En qué trabajar —
Vuelve a escribir todas las líneas, solicitudes incluidas, desde el comienzo de los registros hasta la línea que contiene "top-left (452, 0), bottom-right (494, 21)", ambas incluidas. Suma 93 a cada coordenada de las respuestas y deja intactas las solicitudes.

Datos guardados —
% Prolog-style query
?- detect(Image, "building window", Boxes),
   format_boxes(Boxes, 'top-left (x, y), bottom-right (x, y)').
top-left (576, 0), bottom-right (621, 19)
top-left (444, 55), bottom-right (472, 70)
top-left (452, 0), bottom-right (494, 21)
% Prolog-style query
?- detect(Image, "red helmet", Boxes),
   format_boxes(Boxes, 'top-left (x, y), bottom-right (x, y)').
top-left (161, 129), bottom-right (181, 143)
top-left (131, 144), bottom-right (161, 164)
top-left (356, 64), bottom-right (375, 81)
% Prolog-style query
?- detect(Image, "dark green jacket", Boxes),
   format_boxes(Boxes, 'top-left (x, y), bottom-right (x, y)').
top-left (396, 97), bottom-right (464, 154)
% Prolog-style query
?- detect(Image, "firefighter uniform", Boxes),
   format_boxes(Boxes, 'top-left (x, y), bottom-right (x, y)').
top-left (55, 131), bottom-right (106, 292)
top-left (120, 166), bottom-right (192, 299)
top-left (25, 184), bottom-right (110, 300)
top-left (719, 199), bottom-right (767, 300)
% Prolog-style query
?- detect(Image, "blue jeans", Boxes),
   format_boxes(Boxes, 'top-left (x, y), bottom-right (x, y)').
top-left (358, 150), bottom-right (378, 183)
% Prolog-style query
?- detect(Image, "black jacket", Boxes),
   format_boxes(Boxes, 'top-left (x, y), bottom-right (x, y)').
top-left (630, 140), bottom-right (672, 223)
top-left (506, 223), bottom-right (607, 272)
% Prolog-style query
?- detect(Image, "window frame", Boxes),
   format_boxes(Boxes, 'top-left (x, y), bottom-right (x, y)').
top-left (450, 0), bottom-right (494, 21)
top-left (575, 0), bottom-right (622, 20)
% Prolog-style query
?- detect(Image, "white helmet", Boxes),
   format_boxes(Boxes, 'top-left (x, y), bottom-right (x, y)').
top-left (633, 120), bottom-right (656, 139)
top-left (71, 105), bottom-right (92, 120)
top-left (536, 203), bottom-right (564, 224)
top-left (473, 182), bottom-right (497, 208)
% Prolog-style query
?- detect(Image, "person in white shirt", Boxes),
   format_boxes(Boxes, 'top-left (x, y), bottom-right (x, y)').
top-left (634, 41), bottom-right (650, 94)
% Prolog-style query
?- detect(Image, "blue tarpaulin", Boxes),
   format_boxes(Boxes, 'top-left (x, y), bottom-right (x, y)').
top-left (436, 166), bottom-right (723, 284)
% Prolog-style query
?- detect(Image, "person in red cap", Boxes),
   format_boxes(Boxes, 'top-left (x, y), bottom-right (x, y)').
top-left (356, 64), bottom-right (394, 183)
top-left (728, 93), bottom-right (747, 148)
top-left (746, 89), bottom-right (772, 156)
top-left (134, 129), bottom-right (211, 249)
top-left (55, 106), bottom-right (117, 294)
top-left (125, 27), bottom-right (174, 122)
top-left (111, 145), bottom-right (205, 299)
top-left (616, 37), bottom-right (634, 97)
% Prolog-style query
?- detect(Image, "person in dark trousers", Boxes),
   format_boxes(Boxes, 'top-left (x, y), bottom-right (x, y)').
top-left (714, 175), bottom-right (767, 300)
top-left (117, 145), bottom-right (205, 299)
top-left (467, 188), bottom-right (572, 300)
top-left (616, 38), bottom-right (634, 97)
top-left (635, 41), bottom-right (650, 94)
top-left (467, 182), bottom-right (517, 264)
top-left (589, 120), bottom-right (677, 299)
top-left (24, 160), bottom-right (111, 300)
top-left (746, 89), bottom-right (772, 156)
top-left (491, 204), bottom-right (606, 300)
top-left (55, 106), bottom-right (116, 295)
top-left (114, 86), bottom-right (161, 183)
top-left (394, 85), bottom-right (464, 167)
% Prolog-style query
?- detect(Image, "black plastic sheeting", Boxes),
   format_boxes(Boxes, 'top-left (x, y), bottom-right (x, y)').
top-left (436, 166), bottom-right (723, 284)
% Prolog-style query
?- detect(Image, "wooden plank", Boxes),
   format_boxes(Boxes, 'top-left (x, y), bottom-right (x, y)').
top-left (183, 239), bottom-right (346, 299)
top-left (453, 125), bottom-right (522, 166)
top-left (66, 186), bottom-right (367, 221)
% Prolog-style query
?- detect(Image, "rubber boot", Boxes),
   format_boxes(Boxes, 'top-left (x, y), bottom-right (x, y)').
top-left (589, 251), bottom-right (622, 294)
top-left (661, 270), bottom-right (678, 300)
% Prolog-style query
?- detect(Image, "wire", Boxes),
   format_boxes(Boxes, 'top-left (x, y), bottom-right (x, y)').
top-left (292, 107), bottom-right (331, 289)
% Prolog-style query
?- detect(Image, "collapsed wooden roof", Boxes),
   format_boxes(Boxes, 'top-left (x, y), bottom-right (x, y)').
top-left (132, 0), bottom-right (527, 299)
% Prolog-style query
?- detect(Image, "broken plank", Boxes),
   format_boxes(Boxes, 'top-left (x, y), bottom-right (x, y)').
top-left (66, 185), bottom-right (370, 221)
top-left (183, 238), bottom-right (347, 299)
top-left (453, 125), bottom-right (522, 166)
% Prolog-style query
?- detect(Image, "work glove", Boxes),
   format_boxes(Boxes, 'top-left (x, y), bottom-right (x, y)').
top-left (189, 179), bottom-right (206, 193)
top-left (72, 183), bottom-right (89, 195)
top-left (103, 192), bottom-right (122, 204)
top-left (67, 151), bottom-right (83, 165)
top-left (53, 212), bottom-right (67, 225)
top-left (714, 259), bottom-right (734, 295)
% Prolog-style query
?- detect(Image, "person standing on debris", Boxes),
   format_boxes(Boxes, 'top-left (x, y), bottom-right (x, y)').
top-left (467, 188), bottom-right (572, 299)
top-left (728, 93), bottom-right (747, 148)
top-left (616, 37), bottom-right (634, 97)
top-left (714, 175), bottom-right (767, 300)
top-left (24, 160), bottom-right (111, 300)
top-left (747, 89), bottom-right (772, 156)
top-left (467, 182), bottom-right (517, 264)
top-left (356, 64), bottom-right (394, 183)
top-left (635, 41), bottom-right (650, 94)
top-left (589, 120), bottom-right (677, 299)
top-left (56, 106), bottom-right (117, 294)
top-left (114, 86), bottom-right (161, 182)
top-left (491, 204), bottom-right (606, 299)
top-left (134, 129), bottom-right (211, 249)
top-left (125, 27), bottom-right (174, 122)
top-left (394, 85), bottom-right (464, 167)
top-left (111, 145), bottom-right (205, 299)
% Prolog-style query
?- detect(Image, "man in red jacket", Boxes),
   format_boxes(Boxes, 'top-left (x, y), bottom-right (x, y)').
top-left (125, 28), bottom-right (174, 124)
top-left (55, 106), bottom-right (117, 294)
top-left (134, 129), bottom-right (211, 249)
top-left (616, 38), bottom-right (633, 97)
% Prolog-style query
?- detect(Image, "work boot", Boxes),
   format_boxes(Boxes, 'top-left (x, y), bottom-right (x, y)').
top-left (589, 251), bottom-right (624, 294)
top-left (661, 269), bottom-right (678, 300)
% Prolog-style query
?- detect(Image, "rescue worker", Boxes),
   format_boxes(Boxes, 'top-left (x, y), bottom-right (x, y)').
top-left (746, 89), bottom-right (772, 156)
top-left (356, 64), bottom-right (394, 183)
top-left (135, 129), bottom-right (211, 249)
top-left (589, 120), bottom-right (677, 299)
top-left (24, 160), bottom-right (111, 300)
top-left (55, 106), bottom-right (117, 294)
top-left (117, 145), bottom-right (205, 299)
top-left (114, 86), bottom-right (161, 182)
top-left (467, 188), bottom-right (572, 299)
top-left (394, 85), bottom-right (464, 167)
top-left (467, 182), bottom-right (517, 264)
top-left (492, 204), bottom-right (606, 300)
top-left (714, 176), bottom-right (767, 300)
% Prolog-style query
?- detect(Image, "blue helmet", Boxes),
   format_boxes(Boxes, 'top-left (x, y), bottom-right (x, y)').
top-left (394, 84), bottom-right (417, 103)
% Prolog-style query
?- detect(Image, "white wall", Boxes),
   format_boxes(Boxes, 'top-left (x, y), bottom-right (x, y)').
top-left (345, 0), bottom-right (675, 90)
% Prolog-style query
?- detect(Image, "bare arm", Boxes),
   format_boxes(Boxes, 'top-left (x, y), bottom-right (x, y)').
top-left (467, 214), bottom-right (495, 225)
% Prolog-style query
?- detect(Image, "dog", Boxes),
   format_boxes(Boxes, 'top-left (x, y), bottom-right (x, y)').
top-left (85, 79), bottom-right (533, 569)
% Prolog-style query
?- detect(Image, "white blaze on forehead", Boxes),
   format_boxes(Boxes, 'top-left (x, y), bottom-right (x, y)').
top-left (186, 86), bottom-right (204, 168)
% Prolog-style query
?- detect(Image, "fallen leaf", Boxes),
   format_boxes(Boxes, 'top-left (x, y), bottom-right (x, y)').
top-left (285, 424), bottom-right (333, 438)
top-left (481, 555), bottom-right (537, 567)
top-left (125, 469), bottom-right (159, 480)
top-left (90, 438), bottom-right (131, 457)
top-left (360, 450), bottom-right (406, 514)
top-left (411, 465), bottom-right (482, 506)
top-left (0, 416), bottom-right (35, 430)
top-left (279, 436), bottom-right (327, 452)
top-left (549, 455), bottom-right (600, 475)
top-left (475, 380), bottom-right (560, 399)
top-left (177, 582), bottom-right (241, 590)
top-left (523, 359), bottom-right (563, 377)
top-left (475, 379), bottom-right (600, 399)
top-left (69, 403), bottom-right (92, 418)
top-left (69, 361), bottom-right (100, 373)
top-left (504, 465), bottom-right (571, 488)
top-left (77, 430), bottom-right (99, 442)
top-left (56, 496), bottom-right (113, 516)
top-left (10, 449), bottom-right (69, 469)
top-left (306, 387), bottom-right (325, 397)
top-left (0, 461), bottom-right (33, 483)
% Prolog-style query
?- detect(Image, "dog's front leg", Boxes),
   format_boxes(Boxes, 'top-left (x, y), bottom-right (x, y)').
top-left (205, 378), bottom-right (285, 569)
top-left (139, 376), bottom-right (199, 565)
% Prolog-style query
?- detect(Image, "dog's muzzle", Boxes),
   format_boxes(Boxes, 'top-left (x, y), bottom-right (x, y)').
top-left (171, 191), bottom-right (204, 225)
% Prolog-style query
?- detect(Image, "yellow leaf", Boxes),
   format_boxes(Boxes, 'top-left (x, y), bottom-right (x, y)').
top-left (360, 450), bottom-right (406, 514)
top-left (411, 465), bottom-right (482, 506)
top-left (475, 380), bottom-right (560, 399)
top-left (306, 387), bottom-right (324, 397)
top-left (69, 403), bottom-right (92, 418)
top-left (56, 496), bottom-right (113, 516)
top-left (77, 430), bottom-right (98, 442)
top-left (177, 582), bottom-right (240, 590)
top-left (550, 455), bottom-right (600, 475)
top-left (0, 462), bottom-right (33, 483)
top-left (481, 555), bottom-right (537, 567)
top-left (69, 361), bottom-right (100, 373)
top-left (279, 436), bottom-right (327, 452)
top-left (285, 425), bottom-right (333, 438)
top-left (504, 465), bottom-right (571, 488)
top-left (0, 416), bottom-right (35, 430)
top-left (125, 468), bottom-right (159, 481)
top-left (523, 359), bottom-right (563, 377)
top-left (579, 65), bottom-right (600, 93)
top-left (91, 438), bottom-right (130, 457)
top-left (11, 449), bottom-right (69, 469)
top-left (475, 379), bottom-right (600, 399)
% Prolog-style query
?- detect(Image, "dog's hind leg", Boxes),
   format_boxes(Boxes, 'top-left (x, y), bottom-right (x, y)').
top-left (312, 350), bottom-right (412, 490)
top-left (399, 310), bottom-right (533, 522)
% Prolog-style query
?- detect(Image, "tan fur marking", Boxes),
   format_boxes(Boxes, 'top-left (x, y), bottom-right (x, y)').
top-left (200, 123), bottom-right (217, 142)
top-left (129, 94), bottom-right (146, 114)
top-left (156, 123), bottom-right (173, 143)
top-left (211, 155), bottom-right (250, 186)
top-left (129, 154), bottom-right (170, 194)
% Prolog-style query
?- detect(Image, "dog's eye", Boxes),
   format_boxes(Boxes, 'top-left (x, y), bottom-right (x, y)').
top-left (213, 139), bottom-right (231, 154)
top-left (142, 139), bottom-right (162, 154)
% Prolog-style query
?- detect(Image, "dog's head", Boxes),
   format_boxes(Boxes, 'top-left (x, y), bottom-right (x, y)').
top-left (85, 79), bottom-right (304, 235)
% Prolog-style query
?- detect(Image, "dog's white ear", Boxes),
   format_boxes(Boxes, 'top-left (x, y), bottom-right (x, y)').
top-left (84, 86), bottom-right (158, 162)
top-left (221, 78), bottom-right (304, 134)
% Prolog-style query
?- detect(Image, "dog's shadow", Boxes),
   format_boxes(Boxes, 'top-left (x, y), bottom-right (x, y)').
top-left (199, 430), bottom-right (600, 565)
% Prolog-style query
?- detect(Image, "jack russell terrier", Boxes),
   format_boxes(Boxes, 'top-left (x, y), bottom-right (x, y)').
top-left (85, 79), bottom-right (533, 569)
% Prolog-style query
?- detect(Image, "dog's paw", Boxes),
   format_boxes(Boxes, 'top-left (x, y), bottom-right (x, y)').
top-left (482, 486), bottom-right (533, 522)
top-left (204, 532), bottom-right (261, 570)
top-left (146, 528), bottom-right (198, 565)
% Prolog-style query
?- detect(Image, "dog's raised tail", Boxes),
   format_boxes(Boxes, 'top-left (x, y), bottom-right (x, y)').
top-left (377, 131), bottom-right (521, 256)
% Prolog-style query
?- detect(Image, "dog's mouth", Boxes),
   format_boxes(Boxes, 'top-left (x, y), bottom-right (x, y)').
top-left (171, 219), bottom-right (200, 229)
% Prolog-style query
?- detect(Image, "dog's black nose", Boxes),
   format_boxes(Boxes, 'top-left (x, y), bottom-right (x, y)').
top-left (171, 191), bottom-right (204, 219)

Resultado del ejercicio —
% Prolog-style query
?- detect(Image, "building window", Boxes),
   format_boxes(Boxes, 'top-left (x, y), bottom-right (x, y)').
top-left (669, 93), bottom-right (714, 112)
top-left (537, 148), bottom-right (565, 163)
top-left (545, 93), bottom-right (587, 114)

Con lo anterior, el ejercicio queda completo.